SUPPLIED TEXT =>
>>>>>

Advanced Vacuum Components dwells in NFC's shadow, though there is no direct link between the companies. AVC obtains its magnetic fluid rotary seals from NFC through a second Japanese company, Advanced Vacuum Seals. A Hong Kong firm called Advanced Materials Research Limited, termed a "front" for NFC by the district court, is AVC's source of financing. It has paid AVC's legal fees and provided it with several hundred thousand dollars in financing; in return, Advanced Materials Research Limited receives 70% of AVC's operating income and owns preferred stock which it can convert into a controlling percentage of voting stock were AVC to go public.


Sickles and Barker quit Ferro in late May 1991 and AVC began operating soon after. Between May 1991 and the trial of this case in April 1992, AVC sold only about $34,000 worth of magnetic fluid rotary seals, a minuscule amount compared with Ferro's $7,400,000 in rotary seal sales during 1991. The district court found, however, that "AVC is a definite threat to Ferrofluidics," noting that AVC eventually expects to capture 54% of a market in which Ferro currently enjoys a 95% share.


Under the circumstances, litigation probably was inevitable. Ignoring the arbitration clause in the document containing the restrictive covenant, both sides filed lawsuits. Seemingly, AVC and Sickles won the race to the courthouse, by filing a declaratory judgment action in the United States District Court for the Northern District of California in November 1991. The complaint requested a judicial declaration invalidating the restrictive covenant under California law.

<<<<<

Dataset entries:
>>>>>

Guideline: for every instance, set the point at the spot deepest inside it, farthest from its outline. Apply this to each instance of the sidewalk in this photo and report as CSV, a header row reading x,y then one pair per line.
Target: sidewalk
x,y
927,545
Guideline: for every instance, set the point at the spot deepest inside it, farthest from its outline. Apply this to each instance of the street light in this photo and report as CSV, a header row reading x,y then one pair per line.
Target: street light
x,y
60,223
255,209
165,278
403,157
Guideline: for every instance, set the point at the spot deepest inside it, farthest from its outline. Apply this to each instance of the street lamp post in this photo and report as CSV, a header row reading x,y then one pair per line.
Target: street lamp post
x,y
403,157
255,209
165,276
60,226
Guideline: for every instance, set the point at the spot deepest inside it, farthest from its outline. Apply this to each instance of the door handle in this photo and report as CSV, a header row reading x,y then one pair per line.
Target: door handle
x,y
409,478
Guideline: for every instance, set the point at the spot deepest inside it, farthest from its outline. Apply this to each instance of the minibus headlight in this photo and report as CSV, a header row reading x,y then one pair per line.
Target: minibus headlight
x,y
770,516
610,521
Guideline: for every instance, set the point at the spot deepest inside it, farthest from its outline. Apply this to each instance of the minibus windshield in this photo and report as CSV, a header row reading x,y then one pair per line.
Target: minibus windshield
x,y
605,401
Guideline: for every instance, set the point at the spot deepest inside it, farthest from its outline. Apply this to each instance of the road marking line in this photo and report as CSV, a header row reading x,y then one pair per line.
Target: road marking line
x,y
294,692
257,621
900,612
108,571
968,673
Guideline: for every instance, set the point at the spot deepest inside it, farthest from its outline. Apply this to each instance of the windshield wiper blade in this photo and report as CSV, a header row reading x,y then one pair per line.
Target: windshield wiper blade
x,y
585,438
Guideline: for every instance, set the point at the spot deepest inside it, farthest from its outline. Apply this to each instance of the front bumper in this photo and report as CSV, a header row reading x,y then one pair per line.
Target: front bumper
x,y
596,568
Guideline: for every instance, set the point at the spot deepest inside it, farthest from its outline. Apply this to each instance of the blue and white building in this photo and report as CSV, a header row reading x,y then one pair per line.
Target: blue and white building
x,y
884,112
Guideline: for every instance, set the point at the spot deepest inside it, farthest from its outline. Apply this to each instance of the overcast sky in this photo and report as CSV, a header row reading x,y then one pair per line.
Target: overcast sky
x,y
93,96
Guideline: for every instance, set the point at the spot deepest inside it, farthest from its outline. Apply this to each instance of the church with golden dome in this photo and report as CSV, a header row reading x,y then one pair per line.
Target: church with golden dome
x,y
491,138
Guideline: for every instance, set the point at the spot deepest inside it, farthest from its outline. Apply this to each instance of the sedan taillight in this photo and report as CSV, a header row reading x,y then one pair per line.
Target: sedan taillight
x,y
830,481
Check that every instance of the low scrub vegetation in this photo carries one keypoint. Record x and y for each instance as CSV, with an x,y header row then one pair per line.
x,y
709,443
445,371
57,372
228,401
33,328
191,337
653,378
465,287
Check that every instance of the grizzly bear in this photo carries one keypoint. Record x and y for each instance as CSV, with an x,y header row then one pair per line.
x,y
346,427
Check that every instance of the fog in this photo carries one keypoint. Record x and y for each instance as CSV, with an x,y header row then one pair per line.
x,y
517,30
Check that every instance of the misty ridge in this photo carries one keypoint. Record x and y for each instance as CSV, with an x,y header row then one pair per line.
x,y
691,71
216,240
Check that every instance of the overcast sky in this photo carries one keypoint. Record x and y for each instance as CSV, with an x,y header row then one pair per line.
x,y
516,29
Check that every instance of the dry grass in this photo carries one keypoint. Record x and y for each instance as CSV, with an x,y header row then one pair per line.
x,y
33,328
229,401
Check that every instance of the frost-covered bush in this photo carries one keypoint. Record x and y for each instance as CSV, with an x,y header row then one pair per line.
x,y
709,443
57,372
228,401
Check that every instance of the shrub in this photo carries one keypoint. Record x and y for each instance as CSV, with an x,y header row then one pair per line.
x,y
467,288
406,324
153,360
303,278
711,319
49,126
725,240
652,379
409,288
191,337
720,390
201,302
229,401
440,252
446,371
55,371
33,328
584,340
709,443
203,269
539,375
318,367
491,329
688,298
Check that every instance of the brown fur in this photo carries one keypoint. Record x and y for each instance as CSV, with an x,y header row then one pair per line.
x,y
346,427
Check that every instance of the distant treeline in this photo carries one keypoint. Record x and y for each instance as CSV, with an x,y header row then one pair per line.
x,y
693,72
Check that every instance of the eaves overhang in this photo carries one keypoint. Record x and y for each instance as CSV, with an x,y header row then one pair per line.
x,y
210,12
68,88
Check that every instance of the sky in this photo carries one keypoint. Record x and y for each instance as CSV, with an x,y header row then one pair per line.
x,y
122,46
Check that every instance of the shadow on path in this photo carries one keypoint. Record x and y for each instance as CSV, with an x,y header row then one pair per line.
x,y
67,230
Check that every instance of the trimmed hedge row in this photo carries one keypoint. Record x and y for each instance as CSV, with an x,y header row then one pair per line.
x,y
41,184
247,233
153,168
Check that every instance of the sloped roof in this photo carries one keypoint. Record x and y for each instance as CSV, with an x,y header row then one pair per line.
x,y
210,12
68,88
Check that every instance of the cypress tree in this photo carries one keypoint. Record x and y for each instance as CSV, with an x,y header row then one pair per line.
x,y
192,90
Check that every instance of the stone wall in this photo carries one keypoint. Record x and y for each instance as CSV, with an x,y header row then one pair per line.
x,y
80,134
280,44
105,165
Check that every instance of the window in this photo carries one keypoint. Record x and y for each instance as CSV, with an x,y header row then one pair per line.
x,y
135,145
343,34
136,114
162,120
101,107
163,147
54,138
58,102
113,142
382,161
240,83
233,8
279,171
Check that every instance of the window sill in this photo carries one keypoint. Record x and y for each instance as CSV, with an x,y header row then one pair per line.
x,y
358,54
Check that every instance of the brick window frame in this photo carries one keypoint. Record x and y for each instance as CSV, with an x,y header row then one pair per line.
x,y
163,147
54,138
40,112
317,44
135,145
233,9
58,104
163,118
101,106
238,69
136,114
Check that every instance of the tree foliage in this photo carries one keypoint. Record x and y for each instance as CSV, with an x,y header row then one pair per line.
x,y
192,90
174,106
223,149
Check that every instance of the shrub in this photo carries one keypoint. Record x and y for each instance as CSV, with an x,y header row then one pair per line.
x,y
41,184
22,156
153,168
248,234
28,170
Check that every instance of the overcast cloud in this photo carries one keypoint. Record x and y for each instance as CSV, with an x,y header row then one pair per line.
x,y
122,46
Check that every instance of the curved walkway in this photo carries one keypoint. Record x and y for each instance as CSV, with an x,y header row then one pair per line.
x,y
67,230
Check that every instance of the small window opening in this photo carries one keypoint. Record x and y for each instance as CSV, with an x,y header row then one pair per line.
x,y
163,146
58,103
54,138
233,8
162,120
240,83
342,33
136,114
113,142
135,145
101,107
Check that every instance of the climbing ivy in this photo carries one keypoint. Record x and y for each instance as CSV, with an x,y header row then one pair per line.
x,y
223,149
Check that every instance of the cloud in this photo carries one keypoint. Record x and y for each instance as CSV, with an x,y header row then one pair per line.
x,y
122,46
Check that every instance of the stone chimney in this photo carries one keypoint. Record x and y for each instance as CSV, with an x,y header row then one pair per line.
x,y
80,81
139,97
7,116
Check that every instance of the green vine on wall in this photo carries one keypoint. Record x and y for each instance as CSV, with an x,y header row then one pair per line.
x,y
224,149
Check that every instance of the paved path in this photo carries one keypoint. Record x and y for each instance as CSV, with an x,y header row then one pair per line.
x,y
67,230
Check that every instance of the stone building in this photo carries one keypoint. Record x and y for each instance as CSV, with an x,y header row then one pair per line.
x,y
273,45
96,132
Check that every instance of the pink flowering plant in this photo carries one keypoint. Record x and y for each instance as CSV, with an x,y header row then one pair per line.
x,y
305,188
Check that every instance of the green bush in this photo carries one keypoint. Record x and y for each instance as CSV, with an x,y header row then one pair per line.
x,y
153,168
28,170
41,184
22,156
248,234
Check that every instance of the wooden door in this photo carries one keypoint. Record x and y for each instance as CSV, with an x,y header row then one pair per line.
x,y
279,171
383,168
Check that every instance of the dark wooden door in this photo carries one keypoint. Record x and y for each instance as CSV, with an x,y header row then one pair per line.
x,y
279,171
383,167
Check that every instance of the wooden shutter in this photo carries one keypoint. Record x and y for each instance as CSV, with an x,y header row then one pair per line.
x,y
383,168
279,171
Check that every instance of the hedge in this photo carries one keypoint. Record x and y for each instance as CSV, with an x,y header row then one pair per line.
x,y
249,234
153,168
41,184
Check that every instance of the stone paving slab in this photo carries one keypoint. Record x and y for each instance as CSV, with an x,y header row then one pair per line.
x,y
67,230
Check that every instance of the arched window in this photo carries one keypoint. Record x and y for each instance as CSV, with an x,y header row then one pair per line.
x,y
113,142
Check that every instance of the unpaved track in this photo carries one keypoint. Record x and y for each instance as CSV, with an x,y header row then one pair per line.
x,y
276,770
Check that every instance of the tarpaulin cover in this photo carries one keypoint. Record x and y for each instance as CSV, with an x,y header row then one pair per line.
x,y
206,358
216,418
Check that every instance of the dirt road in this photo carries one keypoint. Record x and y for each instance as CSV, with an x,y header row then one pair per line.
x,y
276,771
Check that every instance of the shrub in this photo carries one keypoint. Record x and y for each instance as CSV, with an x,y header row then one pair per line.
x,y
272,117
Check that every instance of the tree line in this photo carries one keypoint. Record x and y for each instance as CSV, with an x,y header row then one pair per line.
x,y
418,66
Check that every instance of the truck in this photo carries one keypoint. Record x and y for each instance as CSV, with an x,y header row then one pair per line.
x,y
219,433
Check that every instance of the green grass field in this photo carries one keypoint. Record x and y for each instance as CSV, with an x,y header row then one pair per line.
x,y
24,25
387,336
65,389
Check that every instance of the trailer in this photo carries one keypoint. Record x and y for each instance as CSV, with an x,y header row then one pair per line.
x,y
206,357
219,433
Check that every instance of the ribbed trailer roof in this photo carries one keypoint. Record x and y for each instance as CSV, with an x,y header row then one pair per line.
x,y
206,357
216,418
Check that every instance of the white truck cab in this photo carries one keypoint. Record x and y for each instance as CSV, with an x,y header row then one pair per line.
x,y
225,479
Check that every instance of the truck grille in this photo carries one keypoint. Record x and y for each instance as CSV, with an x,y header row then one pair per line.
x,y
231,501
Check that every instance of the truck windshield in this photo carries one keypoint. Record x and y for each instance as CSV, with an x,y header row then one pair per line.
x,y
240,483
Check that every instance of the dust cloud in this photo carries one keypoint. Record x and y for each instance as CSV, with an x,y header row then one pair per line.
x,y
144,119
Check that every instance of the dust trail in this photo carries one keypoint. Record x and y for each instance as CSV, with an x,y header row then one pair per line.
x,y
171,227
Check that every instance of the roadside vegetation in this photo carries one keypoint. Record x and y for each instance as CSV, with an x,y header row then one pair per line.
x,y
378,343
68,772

<<<<<

REQUESTS =>
**1)** Please answer these from the court passage:
(a) Through which company does AVC get its magnetic fluid rotary seals from NFC?
(b) What were Ferro's rotary seal sales during 1991?
(c) In which court did AVC and Sickles file their declaratory judgment action?
**2)** List every company named in the court passage.
These entries come from a different source than the court passage.

ANSWERS TO THE EXERCISE =>
**1)**
(a) Advanced Vacuum Seals
(b) $7,400,000
(c) The United States District Court for the Northern District of California

**2)**
Advanced Vacuum Components (AVC)
NFC
Advanced Vacuum Seals
Advanced Materials Research Limited
Ferrofluidics (Ferro)